Geef uit de tekst over gewichtsverloop na borstkankerbehandeling het stuk woordelijk weer dat begint bij "De onderzoekers concluderen" en eindigt bij "risico van gewichtstoename.".

Geëxtraheerde tekst:
━━━━━━━━━━━━━━━━━━━━

De studie includeerde 625 volwassen vrouwen met een diagnose stadium 0 tot en met 3 mammacarcinoom tussen begin 1995 en eind 2016. Onder deze vrouwen waren 29% niet-blank en 37% premenopauzaal bij diagnose. De BMI bij diagnose was normaal (BMI18-25) in 33%, terwijl 27% overgewicht had (BMI 25-30) en 40% obesitas (BMI 30 of hoger). Twee jaar na de behandeling had 31% van de vrouwen tenminste 2 kg lichaamsgewicht verloren, 34% was op gewicht gebleven binnen een marge van 2 kg, en 35% was meer dan 2 kg zwaarder geworden. Factoren die geassocieerd waren met 2kg of meer gewichtstoename waren premenopauzale status (versus postmenopauzaal HR 1,65; 95%-bti 1,34-2,04), ontvangst van enig type chemotherapie (HR 1,36; 95%-bti 1,04-1,77), en anthracycline-gebaseerde chemotherapie gevolgd door endocriene therapie (HR 1,60; 95%-bti 1,01-2,45). Anti-HER2 therapie en transitie van pre- naar postmenopauzaal tijdens de twee jaar durende follow-up waren niet significant geassocieerd met gewichtstoename. In multivariate analyse gecorrigeerd voor type behandeling bleef menopauzale status de enige significant met gewichtstoename geassocieerde factor.
De onderzoekers concluderen dat verloop van lichaamsgewicht in vrouwen met vroeg-stadium BC sterkt uiteenliep met verschillende behandelingen. Premenopauzale patiënten hadden het hoogste risico van gewichtstoename.
1.Nyrop KA, Deal AM, Shachar SS et al. Weight trajectories in women receiving systemic adjuvant therapy for breast cancer. Breast Cancer Res Treat 2019; epub ahead of print
Summary: A study at the University of North Carolina (Chapel Hill) found that weight trajectories in women during the first two years after systemic adjuvant therapy for early breast cancer varied greatly by treatment plan. Premenopausal patients were at the highest risk for weight gain.

━━━━━━━━━━━━━━━━━━━━

Getoonde vermeldingen:
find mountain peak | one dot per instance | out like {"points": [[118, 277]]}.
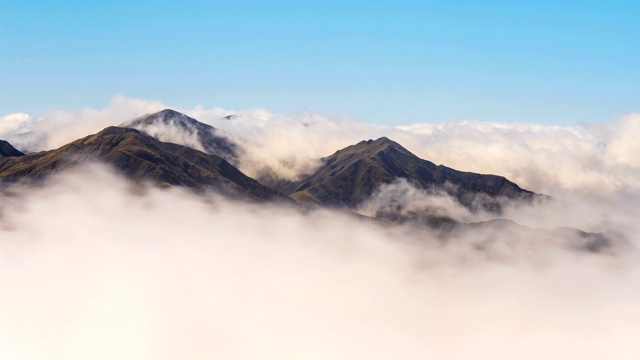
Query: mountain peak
{"points": [[373, 147], [7, 149], [172, 126], [166, 116]]}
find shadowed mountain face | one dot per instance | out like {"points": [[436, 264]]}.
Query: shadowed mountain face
{"points": [[351, 175], [141, 158], [7, 150], [172, 126]]}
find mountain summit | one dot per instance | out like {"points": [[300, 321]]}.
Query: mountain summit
{"points": [[172, 126], [352, 174]]}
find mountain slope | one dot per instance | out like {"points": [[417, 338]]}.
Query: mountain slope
{"points": [[352, 174], [141, 158], [172, 126], [7, 149]]}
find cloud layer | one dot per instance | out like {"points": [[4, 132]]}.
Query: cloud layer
{"points": [[92, 269], [595, 158]]}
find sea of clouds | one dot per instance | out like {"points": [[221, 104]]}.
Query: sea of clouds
{"points": [[93, 268]]}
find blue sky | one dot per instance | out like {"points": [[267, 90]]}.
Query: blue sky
{"points": [[556, 62]]}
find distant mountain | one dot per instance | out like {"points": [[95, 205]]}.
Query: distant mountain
{"points": [[352, 174], [172, 126], [141, 158], [7, 150]]}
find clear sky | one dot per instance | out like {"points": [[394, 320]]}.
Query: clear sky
{"points": [[549, 62]]}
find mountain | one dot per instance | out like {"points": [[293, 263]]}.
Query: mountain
{"points": [[352, 174], [141, 158], [7, 150], [172, 126]]}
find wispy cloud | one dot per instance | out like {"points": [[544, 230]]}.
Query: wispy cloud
{"points": [[91, 269]]}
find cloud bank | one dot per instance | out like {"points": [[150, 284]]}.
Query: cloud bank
{"points": [[595, 158], [92, 269]]}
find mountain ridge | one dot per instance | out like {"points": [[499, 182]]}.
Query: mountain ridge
{"points": [[141, 158]]}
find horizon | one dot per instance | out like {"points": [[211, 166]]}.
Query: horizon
{"points": [[387, 64]]}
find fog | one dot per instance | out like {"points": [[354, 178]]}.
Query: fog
{"points": [[92, 267], [598, 158]]}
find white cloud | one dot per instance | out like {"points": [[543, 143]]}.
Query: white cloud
{"points": [[595, 158], [13, 123]]}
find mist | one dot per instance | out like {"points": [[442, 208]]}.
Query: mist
{"points": [[92, 266], [596, 158]]}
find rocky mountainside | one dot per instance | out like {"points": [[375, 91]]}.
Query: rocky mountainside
{"points": [[352, 174], [172, 126], [141, 158]]}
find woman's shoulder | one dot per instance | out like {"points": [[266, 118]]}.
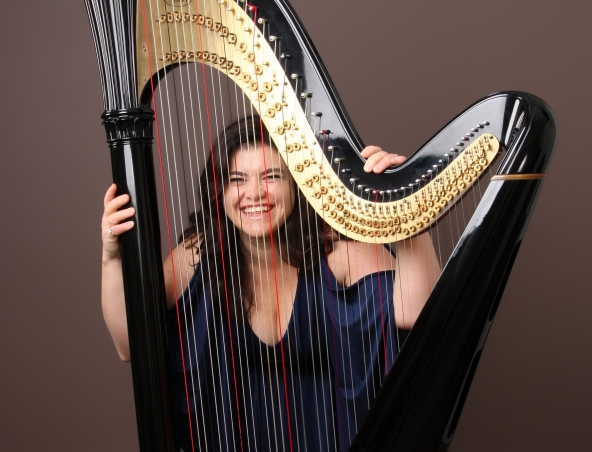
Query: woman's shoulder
{"points": [[350, 261], [179, 268]]}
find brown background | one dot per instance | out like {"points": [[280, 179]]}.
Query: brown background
{"points": [[403, 69]]}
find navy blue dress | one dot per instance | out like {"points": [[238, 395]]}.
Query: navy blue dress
{"points": [[309, 392]]}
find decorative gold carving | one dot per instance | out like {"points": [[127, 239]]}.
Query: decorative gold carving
{"points": [[518, 176], [227, 31]]}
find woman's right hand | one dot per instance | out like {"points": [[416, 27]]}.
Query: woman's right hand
{"points": [[114, 222]]}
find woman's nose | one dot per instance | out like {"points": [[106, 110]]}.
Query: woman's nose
{"points": [[255, 189]]}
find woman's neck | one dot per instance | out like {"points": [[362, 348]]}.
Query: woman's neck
{"points": [[262, 252]]}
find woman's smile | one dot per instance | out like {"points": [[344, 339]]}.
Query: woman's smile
{"points": [[259, 195]]}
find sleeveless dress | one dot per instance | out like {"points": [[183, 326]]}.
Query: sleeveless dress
{"points": [[309, 392]]}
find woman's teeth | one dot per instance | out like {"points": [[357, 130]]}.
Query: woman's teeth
{"points": [[259, 209]]}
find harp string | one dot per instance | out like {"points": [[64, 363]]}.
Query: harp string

━━━━━━━━━━━━━━━━━━━━

Jouw antwoord:
De onderzoekers concluderen dat verloop van lichaamsgewicht in vrouwen met vroeg-stadium BC sterkt uiteenliep met verschillende behandelingen. Premenopauzale patiënten hadden het hoogste risico van gewichtstoename.